Extracted records:
# # #

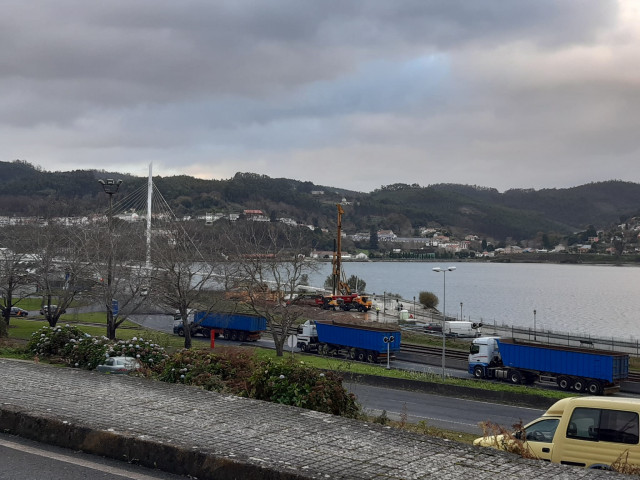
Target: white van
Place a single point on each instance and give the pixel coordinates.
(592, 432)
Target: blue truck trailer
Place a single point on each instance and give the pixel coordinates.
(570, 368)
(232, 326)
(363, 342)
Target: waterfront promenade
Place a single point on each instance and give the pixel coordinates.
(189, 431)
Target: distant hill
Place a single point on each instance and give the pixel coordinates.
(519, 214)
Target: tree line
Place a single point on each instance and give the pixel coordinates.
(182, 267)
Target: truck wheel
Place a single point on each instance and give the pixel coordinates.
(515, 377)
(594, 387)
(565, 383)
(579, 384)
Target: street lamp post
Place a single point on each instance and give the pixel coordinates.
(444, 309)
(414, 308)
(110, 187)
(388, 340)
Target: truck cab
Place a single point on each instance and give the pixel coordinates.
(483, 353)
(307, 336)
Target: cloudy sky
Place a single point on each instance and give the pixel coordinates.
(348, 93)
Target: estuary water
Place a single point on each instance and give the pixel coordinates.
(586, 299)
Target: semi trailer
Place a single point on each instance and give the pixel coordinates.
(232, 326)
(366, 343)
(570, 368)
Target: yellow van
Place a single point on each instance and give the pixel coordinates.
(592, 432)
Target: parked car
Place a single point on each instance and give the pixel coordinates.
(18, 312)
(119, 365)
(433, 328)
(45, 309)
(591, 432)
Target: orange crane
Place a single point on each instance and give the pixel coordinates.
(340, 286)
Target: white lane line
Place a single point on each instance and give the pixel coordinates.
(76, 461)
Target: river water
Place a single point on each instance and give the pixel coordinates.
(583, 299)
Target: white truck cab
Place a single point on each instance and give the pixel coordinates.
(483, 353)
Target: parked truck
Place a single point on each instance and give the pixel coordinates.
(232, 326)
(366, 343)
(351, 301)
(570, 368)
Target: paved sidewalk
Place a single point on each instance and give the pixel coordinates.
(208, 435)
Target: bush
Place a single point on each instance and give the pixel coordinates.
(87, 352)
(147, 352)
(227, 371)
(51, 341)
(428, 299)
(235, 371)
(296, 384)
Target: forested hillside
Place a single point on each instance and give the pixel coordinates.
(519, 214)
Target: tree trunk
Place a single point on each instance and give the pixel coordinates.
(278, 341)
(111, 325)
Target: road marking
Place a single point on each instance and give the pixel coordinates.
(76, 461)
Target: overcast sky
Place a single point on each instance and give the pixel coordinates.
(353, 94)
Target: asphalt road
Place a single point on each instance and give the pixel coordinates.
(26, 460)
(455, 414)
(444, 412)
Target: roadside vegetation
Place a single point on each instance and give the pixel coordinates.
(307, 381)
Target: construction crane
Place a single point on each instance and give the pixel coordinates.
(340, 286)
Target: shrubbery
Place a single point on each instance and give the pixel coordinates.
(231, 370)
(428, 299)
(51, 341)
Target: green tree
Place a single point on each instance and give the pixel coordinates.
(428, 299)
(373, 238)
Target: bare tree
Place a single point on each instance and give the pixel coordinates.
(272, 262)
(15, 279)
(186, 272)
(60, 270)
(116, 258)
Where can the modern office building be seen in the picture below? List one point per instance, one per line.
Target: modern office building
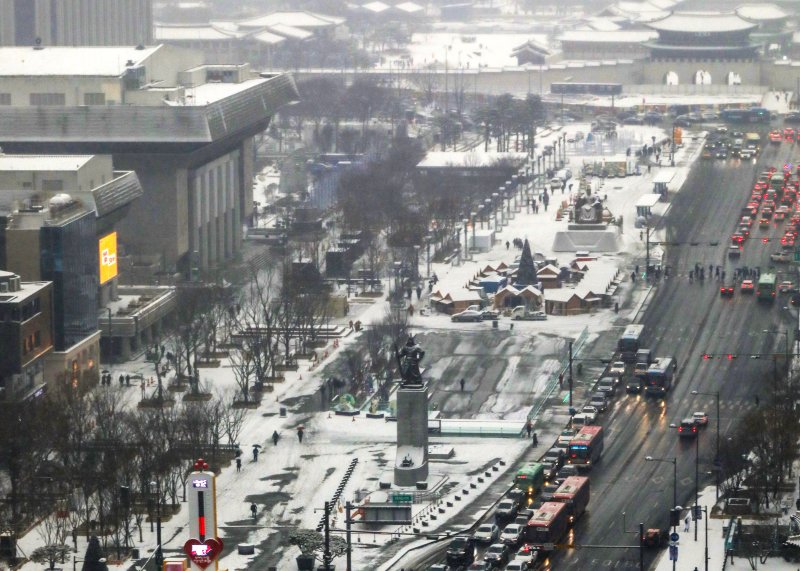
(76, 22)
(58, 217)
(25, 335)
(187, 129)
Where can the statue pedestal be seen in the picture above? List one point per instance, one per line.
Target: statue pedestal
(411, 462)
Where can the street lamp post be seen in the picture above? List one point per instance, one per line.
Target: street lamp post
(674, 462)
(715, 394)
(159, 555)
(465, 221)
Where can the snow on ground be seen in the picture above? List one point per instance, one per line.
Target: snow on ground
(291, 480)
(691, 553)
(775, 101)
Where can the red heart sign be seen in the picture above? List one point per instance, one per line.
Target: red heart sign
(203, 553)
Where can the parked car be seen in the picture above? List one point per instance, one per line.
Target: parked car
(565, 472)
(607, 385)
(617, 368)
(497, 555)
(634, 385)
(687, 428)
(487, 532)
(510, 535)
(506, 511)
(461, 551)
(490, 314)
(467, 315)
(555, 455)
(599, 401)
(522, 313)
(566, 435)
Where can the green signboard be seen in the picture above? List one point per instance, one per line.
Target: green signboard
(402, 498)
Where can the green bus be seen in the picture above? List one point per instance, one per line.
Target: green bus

# # #

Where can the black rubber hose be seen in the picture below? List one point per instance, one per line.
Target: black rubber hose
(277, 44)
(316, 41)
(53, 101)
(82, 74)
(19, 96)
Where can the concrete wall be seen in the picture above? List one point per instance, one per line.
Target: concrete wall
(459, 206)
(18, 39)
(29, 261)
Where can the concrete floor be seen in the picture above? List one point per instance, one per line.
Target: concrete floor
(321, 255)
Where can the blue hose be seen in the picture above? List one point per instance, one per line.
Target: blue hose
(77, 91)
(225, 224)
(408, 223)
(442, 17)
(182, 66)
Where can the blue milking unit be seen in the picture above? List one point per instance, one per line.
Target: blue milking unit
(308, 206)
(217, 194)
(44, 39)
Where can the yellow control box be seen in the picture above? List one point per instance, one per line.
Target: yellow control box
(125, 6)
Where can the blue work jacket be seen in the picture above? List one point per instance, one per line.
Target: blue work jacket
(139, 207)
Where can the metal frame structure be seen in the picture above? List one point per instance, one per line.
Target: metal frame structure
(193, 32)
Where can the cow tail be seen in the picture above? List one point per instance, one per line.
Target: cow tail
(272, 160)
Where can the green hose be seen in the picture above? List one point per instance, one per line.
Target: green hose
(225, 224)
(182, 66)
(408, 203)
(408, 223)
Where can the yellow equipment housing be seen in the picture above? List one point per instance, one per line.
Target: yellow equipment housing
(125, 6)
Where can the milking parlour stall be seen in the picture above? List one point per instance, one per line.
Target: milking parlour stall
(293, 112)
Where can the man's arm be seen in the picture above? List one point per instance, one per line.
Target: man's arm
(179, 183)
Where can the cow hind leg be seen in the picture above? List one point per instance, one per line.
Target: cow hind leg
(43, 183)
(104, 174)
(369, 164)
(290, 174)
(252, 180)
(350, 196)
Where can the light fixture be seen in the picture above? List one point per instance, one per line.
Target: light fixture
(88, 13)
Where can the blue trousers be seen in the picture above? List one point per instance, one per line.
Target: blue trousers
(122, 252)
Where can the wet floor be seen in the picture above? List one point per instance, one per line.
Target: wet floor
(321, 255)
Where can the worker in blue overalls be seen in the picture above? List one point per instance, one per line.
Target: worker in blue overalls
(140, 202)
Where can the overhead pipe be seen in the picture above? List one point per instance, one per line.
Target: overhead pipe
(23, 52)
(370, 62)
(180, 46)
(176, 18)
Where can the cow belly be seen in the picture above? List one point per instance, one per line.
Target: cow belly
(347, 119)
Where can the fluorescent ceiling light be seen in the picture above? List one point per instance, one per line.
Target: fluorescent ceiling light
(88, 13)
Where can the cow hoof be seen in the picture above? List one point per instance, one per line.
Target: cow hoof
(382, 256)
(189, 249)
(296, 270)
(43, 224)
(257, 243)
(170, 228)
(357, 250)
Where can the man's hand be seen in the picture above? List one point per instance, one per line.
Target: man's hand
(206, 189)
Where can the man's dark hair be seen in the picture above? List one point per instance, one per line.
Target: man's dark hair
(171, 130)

# # #

Task description: Please pick out every line of the entries above that contains the word "pedestal", and copy each of those lines in full.

Answer for this exercise:
Where can the statue pedestal be seen in the picture above? List one point per instance, one per line.
Target: statue pedestal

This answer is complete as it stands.